EXERCISE BRIEF:
Repeat the data as given. Images do not go in the copy.

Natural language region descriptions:
<<<<

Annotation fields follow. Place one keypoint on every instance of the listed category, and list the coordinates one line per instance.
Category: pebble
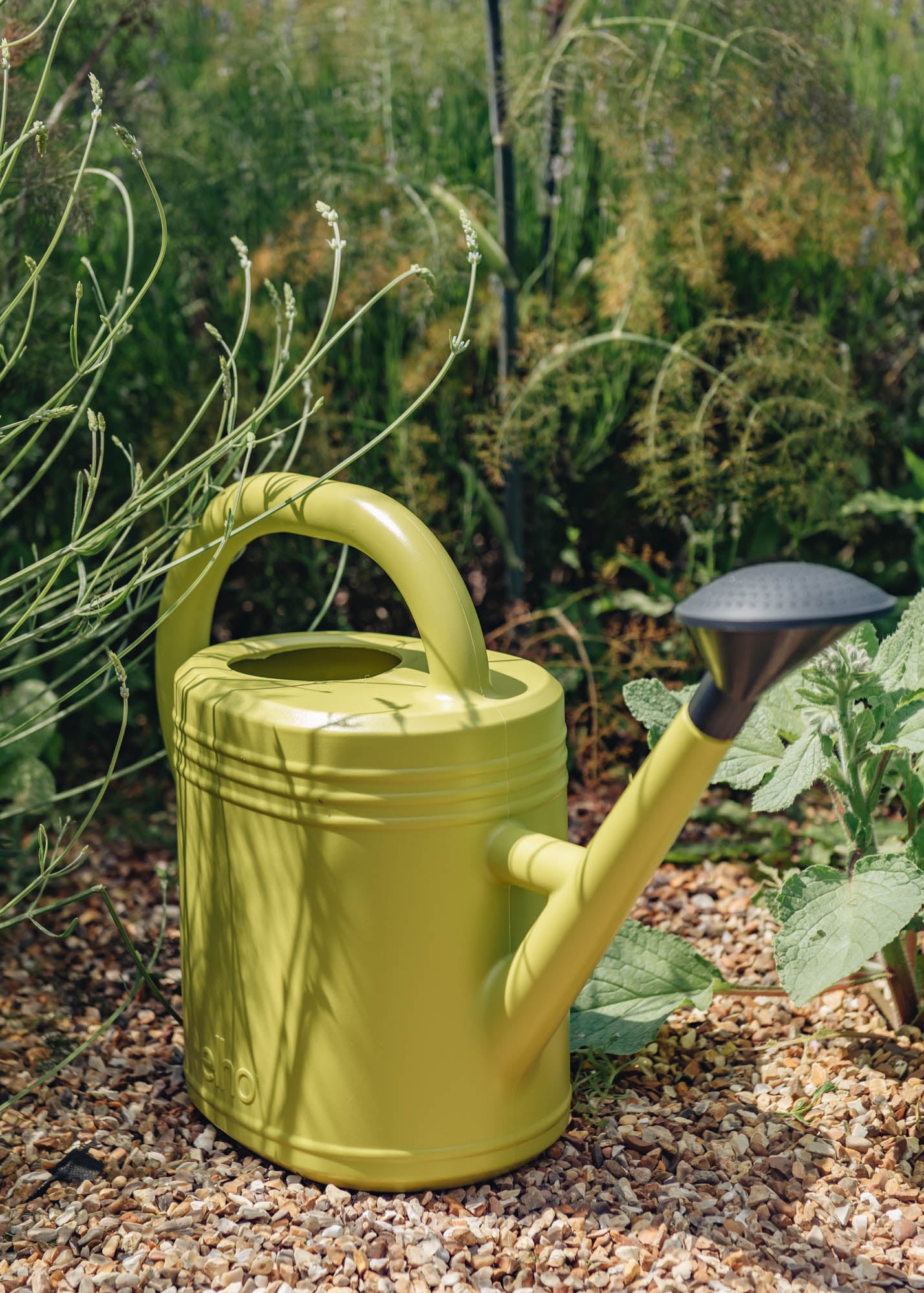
(689, 1173)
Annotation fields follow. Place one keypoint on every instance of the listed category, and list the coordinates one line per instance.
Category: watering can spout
(751, 628)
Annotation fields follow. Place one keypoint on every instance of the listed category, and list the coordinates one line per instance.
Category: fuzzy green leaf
(899, 664)
(650, 701)
(801, 766)
(910, 735)
(757, 751)
(915, 849)
(832, 923)
(28, 703)
(27, 783)
(642, 978)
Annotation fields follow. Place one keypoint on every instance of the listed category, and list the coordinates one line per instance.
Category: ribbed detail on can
(378, 798)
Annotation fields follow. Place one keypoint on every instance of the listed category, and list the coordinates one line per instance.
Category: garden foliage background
(718, 220)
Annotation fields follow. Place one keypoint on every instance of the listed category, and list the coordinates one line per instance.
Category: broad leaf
(642, 978)
(910, 735)
(862, 636)
(30, 701)
(801, 766)
(784, 708)
(832, 924)
(27, 783)
(756, 752)
(899, 664)
(650, 701)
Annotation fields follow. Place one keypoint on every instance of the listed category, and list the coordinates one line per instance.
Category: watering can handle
(373, 523)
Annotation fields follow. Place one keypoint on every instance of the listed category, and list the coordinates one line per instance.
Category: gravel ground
(686, 1171)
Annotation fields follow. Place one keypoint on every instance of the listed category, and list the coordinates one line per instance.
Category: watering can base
(352, 1167)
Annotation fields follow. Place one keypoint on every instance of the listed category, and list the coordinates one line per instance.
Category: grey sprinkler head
(755, 625)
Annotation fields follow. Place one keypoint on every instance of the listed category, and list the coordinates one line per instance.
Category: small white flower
(242, 254)
(328, 213)
(470, 237)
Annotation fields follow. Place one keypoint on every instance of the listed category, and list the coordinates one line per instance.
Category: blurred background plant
(717, 219)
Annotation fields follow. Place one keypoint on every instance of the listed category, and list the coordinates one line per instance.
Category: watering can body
(339, 925)
(382, 923)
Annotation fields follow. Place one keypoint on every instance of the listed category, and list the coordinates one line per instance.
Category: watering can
(383, 925)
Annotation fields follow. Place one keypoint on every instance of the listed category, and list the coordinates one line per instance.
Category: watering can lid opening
(783, 595)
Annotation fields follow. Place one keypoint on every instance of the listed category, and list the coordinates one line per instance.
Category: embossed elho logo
(219, 1070)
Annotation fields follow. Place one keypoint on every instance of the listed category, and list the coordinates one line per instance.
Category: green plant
(903, 506)
(852, 720)
(76, 606)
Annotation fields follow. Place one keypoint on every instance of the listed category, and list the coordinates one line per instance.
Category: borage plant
(852, 721)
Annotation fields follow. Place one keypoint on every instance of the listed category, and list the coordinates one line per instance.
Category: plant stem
(901, 981)
(505, 196)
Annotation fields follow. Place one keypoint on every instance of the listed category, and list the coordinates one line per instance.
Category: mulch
(686, 1171)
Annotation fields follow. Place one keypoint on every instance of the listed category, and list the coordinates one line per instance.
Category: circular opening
(319, 664)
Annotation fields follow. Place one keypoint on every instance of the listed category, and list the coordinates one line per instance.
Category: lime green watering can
(382, 924)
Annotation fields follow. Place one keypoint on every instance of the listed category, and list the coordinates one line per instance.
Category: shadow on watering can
(382, 924)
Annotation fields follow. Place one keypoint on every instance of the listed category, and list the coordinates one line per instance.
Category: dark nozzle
(755, 625)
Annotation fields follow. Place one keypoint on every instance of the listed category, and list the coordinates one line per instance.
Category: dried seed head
(274, 295)
(120, 669)
(96, 94)
(470, 237)
(426, 275)
(130, 142)
(242, 254)
(328, 213)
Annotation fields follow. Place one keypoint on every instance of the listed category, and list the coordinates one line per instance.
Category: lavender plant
(852, 722)
(72, 615)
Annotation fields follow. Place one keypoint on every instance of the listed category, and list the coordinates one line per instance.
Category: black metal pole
(505, 195)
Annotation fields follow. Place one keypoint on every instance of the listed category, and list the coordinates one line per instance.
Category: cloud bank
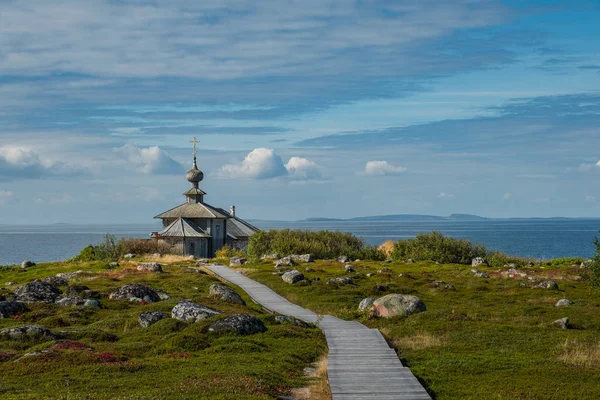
(264, 163)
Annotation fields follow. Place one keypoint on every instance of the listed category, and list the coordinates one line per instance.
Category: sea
(536, 238)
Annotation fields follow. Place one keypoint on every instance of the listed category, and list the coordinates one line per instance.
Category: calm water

>>>>

REPLY TO THE EXERCISE:
Annotation fields follow. Place one keypoint on every instance of the listed category, and list the coordinates one line per instance.
Category: pebble
(689, 1173)
Annotation fields follow. Place one keypoint on every instance of the listed category, and list the coordinates one line per instance.
Category: watering can spout
(751, 628)
Annotation fields follow. Place one keypoint on every instance of the listed category, and list the coordinates one line per instance.
Category: fuzzy green leaf
(899, 664)
(650, 701)
(801, 766)
(910, 735)
(757, 751)
(915, 849)
(832, 923)
(28, 703)
(27, 783)
(642, 978)
Annotation fields follow. Place one keypoint on every instance of the listed category, and list the coordinates one line per instance.
Category: ribbed detail on can
(378, 798)
Annotation fields follow. Place one keypoint on every instance of the listed category, and list the coordinates one line per instance.
Category: garden foliage background
(718, 220)
Annotation fields follow. Place one keypoint on every instance of the listed category, and list the coordinates one line per instance.
Category: broad leaf
(642, 978)
(910, 735)
(862, 636)
(30, 701)
(801, 766)
(784, 708)
(832, 924)
(27, 783)
(756, 752)
(899, 664)
(650, 701)
Annotation fields follow. Place one keypoint on every instance of the listed category, and list the coordinates one line per instance.
Category: watering can handle
(373, 523)
Annotation fields follow. Place one keypoint on every instance of the listed category, and list the coordinates one line per instance.
Category: gravel ground
(686, 1171)
Annotation fields follow. Place one keypoint on every instance of the listed category, and list the coordinates one line per instance.
Category: watering can base
(352, 1167)
Annotation fields follow. Place one keypoint on every instance of the listed category, and list the coordinates one line per instance.
Category: grey sprinkler head
(755, 625)
Annotation fields follow. Place one keypoint on every instance of the listed category, and list the coordinates one line per instance.
Category: small white flower
(242, 254)
(328, 213)
(470, 237)
Annotation fields follow. Place one keypoint on every instance of the listed category, and list the coordinates one line per instance.
Category: blurred background plant
(717, 219)
Annotation fields follow. Place one keypoint on every instance of the listed category, and list the coordinates one line per instance.
Category: watering can body
(339, 925)
(382, 923)
Annotation fields follow. Place one keypoint on every instance of the listed category, and list the coordinates one line per instance.
Category: watering can
(383, 925)
Annotation fields follow. Place one keypoint on every instance of the listed category, and list the coordinates one line per instance.
Category: watering can lid opening
(783, 595)
Annotation fields follow. Place one keypoint on every instance of the listed category, and list the coordinates one line per instance.
Category: embossed elho logo
(219, 1070)
Annotation fields follow. Place one keypoint on every instance of the listed category, and list the coordinates one line per instance.
Category: green plant
(903, 506)
(852, 720)
(76, 606)
Annotation fields follow. Place one keypoint on every instance of the listed category, and list the coordinates one line per instance.
Category: borage plant
(852, 721)
Annotation fields follow. Place one keypoint on every instance of the listed category, and list the coordinates one line per instance.
Category: plant stem
(901, 981)
(505, 196)
Annotation fields follow. Place one keypoint on every instance of the listed category, and list the coordinates one line per instance.
Category: mulch
(686, 1171)
Annotation fields follow. Place one keypoint on every instance of the listed category, and list the coordinates one line per instance.
Category: circular opening
(319, 664)
Annotation fields follow. Place one keypoint on every instance of the listed category, and list the coordinates one line per instance.
Category: lime green watering can
(382, 924)
Annotation fields follow. Place one keypoint on every instance of the listed category, and list the coordinates one line per instance.
Category: shadow on watering can
(382, 924)
Annotation fields follow. Place one keypoint on every instance of the listed category, and list the coordinates one line per instance.
Category: dark nozzle
(755, 625)
Annotation fields follow. Place one keypoint on every instance of the listed category, and list the coordinates one line per instance.
Category: dried seed head
(274, 295)
(120, 669)
(96, 94)
(470, 237)
(426, 275)
(130, 142)
(242, 254)
(328, 213)
Annotation fields follow. Place one keypoint on every instance of the listed category, and list the coordinates one line per instance.
Category: lavender plant
(852, 722)
(72, 615)
Annotation fields follow. Place one keypoint on every instance of the listed category, and list the coordinates one line per instance.
Category: black metal pole
(505, 195)
Annotation fields follow. Place one keypoint on every instance of the listed category, and list the coordinates one line per instance.
Category: cloud bank
(264, 163)
Annotation fields follow. Place one keypoint on every instance of the listed category, and list the coordinates one line per instance.
Category: sea
(536, 238)
Annotation fields follow. Place one keypoint on every instance of the listed category, and list the coordinates one line per instance.
Category: calm water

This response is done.